[Data excerpts]
•••

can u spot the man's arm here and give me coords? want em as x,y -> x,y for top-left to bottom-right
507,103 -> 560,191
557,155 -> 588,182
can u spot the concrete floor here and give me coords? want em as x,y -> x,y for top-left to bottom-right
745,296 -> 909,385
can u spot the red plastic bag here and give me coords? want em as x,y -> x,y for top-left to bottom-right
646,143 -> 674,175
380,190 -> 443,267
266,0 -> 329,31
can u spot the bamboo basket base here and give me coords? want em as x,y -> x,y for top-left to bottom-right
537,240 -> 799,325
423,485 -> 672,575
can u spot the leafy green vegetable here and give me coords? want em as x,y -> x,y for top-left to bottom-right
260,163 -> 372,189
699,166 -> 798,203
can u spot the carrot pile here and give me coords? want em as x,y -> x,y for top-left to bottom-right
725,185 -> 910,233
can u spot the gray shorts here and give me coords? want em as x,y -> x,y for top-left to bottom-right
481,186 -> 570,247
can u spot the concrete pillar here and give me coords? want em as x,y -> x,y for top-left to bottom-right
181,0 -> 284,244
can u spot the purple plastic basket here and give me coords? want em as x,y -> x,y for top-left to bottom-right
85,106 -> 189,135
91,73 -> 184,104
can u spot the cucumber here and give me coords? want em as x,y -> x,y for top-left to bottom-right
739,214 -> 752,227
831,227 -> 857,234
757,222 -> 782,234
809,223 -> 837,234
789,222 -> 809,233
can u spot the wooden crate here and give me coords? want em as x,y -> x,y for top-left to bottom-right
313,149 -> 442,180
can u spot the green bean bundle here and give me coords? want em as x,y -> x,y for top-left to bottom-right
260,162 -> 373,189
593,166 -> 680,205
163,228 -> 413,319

•••

* Task objective *
Start at the line containing "can u spot the gray" and transcribe through the end of the entries. Please keep both ends and add nothing.

* Answer space *
can u spot the gray shorts here and give me coords? want em as x,y -> x,y for top-left to bottom-right
481,186 -> 570,247
can u spot the concrete pillar here and give me coords? want em as x,y -> x,y for top-left to bottom-right
181,0 -> 284,244
can u spot the purple plastic basket here and give me coords? want em as x,y -> x,y for top-left to bottom-right
85,106 -> 189,135
91,73 -> 184,104
can u spot the cucumber here and give me coords? want em as x,y -> x,y for top-left to bottom-right
739,214 -> 752,227
831,227 -> 857,234
757,222 -> 782,234
809,223 -> 837,234
789,222 -> 809,233
can u spot the wooden crate here and give me coords? want em as x,y -> x,y for top-left to bottom-right
313,149 -> 442,180
can u spot the green bean bundle here and give me coords? want em as x,y -> x,y for top-left to bottom-right
260,162 -> 373,189
593,166 -> 680,205
163,228 -> 413,319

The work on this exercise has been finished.